● **Problem description**:
Look through the entries and count each line that includes the string "below". Reply with the number alone.

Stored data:
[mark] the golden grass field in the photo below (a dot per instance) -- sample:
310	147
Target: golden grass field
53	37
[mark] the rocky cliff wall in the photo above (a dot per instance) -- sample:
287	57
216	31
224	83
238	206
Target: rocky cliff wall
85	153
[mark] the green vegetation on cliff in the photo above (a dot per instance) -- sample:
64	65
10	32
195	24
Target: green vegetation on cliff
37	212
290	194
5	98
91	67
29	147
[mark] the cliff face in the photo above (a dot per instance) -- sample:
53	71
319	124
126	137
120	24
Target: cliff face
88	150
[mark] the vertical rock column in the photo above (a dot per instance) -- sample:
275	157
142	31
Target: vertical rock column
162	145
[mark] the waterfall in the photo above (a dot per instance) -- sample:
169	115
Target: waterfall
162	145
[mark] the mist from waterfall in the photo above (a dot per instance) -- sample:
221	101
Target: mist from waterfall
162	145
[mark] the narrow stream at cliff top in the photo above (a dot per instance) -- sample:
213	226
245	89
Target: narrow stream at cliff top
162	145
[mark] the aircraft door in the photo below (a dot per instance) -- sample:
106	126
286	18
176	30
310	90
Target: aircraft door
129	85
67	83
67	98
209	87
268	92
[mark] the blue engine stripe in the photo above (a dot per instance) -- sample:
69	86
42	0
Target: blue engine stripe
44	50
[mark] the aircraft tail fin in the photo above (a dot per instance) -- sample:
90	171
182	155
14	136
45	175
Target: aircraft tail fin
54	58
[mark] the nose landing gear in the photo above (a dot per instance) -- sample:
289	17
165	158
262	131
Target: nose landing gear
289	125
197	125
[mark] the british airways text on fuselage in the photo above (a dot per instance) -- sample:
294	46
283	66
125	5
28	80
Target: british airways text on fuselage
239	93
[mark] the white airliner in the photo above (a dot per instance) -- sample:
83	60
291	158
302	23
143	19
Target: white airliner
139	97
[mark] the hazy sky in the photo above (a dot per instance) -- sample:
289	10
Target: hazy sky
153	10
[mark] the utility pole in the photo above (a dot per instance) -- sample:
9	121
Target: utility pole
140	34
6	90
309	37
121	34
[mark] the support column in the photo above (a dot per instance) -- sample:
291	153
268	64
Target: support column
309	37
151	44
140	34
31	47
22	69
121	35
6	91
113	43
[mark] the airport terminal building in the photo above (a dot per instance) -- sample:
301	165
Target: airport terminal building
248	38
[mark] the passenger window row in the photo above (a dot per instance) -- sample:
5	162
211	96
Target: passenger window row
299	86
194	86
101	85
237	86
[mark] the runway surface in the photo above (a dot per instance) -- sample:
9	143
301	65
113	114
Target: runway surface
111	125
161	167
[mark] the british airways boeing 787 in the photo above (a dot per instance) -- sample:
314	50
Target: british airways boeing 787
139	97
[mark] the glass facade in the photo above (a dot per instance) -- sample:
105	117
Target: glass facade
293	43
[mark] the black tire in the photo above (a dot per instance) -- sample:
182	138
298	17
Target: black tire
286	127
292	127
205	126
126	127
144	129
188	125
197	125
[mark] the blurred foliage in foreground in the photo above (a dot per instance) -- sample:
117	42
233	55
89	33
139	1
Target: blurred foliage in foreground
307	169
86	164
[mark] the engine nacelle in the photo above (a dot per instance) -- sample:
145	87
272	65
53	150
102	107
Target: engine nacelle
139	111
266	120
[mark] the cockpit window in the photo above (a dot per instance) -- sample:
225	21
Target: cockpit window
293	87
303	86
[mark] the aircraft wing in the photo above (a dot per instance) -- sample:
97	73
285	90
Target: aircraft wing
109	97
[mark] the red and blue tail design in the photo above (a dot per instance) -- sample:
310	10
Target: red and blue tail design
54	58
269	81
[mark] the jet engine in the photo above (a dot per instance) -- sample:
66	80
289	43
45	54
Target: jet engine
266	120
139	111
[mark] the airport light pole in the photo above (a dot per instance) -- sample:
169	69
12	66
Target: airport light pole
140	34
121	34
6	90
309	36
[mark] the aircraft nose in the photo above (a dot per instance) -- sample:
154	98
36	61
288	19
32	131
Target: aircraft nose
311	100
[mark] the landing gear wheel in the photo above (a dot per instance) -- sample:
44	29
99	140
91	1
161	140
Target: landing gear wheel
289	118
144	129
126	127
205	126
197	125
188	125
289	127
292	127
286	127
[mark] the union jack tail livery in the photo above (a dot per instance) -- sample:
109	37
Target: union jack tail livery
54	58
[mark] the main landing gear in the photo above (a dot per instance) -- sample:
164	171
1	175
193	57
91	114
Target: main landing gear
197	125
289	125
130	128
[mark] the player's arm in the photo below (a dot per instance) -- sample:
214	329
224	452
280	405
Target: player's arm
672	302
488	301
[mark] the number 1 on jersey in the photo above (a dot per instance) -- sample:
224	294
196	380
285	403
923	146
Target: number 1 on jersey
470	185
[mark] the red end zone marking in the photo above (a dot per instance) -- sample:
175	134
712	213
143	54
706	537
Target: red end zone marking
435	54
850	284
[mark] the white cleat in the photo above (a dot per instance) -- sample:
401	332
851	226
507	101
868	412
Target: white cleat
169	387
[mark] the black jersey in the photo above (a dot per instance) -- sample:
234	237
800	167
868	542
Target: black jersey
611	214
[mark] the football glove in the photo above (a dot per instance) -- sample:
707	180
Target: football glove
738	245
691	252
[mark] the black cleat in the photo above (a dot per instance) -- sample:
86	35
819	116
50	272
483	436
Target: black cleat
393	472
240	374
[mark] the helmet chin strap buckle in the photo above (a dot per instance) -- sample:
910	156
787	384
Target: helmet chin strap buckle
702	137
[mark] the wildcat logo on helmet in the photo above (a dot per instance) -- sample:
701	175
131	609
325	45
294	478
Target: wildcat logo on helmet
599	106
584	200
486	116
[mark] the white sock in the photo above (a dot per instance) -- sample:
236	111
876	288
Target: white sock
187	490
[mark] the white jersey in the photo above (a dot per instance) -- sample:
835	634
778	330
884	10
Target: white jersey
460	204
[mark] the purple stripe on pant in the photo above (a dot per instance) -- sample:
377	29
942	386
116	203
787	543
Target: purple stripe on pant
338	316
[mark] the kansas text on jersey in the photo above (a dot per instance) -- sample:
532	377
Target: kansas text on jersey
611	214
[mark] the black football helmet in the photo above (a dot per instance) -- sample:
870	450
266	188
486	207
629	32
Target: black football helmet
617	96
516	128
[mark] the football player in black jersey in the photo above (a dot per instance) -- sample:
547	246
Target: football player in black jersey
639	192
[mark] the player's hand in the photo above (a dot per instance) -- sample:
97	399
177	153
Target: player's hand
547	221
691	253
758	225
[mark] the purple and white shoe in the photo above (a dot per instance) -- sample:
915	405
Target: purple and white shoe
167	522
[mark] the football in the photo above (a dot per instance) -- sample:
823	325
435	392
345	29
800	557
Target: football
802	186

● **Reply**:
3